Repeat the stored data word for word, beginning with its first line and stopping after the line that contains "[[236, 436, 460, 508]]".

(Stored data)
────────

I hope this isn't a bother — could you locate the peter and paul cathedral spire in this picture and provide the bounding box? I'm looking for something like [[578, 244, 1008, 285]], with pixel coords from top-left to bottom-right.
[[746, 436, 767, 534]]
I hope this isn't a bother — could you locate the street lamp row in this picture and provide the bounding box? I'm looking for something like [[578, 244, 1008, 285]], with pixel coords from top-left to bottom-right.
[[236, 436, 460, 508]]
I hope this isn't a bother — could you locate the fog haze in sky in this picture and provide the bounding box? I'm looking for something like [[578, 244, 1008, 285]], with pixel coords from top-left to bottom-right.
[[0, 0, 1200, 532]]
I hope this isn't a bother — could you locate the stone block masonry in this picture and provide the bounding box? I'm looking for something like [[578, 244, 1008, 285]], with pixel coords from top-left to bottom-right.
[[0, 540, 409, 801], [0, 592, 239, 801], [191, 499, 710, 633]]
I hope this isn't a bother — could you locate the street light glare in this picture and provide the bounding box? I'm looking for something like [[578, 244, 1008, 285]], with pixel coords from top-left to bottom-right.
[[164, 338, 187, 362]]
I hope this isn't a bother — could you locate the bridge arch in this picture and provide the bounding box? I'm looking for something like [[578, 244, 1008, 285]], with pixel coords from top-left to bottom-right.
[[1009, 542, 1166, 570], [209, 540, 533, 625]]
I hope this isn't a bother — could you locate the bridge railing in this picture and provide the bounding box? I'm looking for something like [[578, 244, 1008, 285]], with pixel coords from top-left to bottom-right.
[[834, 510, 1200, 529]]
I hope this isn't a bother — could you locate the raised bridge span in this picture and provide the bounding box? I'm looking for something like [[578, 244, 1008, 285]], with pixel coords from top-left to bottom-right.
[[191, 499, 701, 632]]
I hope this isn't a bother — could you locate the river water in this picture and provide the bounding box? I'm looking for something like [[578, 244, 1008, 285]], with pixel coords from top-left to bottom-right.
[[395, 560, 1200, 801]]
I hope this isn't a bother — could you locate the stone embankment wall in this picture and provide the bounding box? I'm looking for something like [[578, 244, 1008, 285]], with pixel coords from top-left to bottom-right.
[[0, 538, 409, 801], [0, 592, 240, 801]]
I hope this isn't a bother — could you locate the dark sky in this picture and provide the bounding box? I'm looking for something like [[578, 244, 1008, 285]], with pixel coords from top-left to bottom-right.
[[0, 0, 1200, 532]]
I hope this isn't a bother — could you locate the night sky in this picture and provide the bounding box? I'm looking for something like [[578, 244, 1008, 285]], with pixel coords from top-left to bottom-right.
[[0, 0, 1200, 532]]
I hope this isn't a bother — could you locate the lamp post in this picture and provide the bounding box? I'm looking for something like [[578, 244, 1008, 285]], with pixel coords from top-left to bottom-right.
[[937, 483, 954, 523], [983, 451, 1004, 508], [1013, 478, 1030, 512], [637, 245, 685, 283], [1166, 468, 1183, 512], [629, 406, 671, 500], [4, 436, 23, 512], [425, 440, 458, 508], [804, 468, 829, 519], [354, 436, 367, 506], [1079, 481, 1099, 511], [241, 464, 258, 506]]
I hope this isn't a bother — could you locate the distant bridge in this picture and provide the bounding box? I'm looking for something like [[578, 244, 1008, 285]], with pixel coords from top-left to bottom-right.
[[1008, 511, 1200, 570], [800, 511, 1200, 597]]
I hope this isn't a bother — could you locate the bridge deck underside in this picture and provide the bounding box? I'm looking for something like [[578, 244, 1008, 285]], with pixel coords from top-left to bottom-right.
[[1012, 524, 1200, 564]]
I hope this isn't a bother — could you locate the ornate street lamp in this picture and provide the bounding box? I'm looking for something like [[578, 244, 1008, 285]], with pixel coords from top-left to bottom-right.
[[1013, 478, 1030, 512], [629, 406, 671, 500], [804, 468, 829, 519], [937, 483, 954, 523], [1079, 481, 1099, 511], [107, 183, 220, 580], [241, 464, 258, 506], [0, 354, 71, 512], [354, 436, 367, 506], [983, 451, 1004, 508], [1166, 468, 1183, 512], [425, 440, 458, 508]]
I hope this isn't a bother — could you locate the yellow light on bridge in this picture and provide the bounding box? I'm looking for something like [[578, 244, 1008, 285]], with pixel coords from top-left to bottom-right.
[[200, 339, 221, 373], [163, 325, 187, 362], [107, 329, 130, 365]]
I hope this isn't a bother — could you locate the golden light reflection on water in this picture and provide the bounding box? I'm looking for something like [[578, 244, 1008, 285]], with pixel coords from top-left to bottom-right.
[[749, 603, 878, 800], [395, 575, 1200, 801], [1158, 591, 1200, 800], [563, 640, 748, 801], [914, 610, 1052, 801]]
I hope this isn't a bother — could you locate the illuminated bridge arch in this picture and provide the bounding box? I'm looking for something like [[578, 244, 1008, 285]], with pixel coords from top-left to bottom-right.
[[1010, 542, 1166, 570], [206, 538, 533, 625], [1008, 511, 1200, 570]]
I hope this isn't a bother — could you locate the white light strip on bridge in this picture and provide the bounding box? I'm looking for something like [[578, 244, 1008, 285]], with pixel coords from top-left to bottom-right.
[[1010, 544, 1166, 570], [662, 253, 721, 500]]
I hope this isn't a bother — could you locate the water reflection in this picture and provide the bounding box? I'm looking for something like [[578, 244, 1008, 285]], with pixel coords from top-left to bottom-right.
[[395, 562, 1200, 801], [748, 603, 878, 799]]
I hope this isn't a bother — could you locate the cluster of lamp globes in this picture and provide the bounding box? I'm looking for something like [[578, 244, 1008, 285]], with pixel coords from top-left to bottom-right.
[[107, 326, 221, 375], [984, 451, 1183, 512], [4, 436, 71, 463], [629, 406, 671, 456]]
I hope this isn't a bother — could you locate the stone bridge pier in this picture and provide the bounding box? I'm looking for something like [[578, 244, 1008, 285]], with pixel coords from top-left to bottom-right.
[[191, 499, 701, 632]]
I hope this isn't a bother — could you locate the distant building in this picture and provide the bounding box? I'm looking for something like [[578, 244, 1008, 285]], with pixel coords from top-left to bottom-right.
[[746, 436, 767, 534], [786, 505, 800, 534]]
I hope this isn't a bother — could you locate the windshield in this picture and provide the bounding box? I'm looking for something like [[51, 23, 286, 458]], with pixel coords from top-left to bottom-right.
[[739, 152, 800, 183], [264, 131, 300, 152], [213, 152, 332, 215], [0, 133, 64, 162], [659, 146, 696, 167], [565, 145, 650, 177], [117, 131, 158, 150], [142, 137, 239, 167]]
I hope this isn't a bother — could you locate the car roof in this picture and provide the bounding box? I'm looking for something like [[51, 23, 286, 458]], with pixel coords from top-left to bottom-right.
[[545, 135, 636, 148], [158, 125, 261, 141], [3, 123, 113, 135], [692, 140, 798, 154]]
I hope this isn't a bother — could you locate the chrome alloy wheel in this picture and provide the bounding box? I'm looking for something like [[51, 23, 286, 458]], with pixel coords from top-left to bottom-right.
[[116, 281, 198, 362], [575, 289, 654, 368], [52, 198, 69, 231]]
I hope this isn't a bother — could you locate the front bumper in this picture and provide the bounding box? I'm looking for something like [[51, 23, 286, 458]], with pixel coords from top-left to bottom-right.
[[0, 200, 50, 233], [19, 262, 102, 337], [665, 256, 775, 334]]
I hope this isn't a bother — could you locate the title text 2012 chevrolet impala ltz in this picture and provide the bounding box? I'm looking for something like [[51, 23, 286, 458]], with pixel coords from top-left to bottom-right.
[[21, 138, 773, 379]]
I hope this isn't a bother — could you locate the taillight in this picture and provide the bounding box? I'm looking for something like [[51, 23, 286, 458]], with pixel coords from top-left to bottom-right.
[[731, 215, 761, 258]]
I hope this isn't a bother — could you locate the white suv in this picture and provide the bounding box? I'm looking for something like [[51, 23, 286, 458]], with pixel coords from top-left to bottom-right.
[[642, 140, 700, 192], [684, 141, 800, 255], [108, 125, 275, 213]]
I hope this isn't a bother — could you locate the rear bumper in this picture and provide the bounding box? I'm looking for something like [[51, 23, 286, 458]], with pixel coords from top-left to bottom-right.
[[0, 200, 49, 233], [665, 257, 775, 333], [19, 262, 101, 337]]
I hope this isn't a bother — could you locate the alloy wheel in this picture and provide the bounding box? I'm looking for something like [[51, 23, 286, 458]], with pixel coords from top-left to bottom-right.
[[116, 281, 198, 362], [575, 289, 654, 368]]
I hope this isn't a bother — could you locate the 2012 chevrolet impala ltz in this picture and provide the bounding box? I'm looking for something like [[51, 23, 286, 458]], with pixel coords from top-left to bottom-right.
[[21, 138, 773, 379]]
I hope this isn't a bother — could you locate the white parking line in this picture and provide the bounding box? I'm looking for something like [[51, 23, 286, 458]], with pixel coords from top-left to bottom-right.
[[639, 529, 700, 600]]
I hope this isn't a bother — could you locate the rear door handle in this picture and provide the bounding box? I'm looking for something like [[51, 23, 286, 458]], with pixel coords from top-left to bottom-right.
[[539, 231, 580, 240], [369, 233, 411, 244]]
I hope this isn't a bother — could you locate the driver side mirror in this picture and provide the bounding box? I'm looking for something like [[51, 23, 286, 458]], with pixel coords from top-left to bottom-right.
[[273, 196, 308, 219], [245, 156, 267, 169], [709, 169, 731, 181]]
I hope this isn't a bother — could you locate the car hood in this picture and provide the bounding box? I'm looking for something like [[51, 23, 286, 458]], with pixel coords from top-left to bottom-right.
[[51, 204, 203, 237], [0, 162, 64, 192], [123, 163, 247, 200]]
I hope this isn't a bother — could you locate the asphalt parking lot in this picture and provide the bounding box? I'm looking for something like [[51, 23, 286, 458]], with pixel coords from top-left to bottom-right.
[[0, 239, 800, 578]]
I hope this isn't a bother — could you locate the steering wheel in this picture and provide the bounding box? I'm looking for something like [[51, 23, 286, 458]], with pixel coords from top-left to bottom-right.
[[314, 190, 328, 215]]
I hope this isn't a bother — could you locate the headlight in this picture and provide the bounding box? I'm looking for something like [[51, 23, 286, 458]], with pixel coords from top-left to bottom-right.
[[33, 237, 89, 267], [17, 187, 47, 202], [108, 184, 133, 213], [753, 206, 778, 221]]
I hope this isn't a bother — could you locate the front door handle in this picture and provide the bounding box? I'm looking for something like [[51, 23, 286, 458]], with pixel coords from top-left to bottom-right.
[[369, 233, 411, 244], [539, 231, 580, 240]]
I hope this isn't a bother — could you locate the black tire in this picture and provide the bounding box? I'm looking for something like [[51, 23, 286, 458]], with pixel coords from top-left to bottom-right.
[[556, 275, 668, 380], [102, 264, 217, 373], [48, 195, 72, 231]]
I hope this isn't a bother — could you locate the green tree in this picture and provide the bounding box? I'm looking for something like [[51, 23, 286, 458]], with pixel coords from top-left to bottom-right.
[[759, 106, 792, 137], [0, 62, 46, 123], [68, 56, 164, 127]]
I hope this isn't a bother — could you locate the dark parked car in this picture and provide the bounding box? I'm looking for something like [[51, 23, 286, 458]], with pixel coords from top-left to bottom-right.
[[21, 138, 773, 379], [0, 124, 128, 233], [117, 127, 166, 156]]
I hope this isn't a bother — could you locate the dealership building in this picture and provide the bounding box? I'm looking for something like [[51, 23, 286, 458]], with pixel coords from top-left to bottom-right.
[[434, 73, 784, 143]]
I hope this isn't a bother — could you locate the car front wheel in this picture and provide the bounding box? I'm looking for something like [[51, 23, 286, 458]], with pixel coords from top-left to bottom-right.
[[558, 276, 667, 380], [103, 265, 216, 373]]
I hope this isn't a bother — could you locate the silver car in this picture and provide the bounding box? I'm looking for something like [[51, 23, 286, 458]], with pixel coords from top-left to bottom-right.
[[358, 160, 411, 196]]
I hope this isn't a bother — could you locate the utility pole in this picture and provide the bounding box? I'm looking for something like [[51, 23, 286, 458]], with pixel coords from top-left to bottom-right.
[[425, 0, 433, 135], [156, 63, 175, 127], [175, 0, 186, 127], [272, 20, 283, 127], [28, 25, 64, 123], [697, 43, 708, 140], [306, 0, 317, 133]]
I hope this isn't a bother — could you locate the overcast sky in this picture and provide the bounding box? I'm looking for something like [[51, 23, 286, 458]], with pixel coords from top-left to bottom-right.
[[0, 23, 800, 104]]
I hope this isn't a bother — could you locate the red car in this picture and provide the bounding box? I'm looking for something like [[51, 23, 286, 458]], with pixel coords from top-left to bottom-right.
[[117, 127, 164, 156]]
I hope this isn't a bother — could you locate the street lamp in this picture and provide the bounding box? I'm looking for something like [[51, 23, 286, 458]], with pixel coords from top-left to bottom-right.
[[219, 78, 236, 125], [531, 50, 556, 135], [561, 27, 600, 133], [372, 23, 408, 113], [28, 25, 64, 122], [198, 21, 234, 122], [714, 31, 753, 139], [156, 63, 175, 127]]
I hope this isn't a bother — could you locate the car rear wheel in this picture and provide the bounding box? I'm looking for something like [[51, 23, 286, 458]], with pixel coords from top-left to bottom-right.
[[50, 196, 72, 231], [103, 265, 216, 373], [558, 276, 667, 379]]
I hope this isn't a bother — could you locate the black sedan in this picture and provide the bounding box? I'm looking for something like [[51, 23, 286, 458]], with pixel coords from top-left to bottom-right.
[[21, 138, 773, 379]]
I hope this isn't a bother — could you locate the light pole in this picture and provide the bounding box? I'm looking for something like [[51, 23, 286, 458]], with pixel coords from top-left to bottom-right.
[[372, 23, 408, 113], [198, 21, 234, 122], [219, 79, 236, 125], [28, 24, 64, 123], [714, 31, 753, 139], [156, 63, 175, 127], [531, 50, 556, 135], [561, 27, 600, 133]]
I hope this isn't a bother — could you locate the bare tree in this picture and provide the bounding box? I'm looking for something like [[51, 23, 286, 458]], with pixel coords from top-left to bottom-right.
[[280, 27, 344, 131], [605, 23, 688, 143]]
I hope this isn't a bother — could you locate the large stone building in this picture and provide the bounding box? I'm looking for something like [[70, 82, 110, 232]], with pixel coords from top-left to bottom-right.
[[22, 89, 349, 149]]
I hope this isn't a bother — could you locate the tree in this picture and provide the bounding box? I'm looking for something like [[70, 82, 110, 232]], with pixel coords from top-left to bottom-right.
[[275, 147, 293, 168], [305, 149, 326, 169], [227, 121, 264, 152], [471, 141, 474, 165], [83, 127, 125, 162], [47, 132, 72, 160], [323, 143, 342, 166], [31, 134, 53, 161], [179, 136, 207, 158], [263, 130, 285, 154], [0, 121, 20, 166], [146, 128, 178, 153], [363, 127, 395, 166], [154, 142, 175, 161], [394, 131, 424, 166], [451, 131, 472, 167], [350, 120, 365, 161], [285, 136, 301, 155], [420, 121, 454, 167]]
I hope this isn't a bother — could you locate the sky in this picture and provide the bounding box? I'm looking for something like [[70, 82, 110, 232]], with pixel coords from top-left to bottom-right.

────────

EXERCISE RESPONSE:
I hope this isn't a bother — could you locate the peter and paul cathedral spire in this picture and provide the bounding box? I'm looking for something like [[578, 244, 1008, 285]], with pixel coords from top-left to bottom-right.
[[746, 436, 767, 534]]
I hope this isn't a bother — could you locate the street lamp row in this picture and provide the bounding box? I'm looking for something like [[578, 244, 1008, 285]], with pixel coords from top-left to bottom-right.
[[236, 436, 460, 508]]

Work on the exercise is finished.